RECORDS SHOWN:
━━━━━━━━━━━━━━━━━━━━━━━━━━━━━━
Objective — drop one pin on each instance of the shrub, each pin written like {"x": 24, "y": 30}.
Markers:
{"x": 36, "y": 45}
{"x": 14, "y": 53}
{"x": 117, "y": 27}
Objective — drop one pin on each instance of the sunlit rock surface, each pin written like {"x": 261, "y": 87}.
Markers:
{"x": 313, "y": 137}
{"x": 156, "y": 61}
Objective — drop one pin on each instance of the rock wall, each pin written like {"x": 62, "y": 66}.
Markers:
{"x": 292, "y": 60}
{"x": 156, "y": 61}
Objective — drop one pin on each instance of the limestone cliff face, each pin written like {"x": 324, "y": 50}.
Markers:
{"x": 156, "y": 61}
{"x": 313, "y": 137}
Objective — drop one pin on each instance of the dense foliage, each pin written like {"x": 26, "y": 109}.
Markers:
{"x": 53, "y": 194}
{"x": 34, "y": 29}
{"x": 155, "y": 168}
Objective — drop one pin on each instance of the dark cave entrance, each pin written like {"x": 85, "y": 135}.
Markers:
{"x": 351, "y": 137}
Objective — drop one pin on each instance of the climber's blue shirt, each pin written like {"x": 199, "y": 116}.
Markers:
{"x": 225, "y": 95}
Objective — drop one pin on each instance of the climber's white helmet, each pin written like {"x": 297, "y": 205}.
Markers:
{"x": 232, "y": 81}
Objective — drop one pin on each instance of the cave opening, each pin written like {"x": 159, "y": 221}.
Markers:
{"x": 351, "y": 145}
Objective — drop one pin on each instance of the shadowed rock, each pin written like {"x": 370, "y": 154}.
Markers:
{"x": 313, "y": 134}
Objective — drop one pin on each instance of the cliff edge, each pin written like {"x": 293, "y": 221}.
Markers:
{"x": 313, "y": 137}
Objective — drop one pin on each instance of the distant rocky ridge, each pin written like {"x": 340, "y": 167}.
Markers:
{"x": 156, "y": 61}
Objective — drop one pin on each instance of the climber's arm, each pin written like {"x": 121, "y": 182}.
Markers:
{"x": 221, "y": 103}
━━━━━━━━━━━━━━━━━━━━━━━━━━━━━━
Could you retype every record above exactly as given?

Objective — drop one pin on each instance of the shrub, each pin written like {"x": 24, "y": 30}.
Markers:
{"x": 36, "y": 45}
{"x": 14, "y": 53}
{"x": 117, "y": 27}
Objective — drop one pin on each instance of the sunlit rock surface, each pin written like {"x": 261, "y": 87}.
Markers:
{"x": 313, "y": 137}
{"x": 156, "y": 61}
Objective — drop one pin on each instance of the rock wall, each pin written like {"x": 62, "y": 66}.
Markers:
{"x": 292, "y": 60}
{"x": 156, "y": 61}
Objective — drop one pin on each instance of the limestone cliff face, each pin written like {"x": 324, "y": 50}.
Markers:
{"x": 156, "y": 61}
{"x": 313, "y": 137}
Objective — drop one pin on each instance of the dense foliage, each pin written like {"x": 26, "y": 109}.
Markers:
{"x": 53, "y": 194}
{"x": 34, "y": 29}
{"x": 155, "y": 168}
Objective — drop one pin on each instance of the dark cave entrance, each pin written like {"x": 85, "y": 135}.
Markers:
{"x": 351, "y": 137}
Objective — drop one pin on each instance of the climber's blue shirt, each pin written like {"x": 199, "y": 116}.
Markers:
{"x": 225, "y": 95}
Objective — drop one pin on each instance of the climber's white helmet, each pin written like {"x": 297, "y": 205}.
Markers:
{"x": 232, "y": 81}
Objective — drop one pin on each instance of the cave opening, each pin written like {"x": 159, "y": 221}.
Markers:
{"x": 351, "y": 145}
Objective — drop one pin on each instance of the shadowed rock, each pin written like {"x": 370, "y": 154}.
Markers:
{"x": 313, "y": 134}
Objective — drop one pin on each instance of the cliff edge, each pin written like {"x": 293, "y": 221}.
Markers:
{"x": 313, "y": 137}
Objective — drop one pin on each instance of the distant rocky ridge, each pin written like {"x": 340, "y": 167}.
Markers:
{"x": 156, "y": 61}
Objective — drop one pin on each instance of the climber's arm, each pin written like {"x": 121, "y": 182}.
Markers:
{"x": 221, "y": 103}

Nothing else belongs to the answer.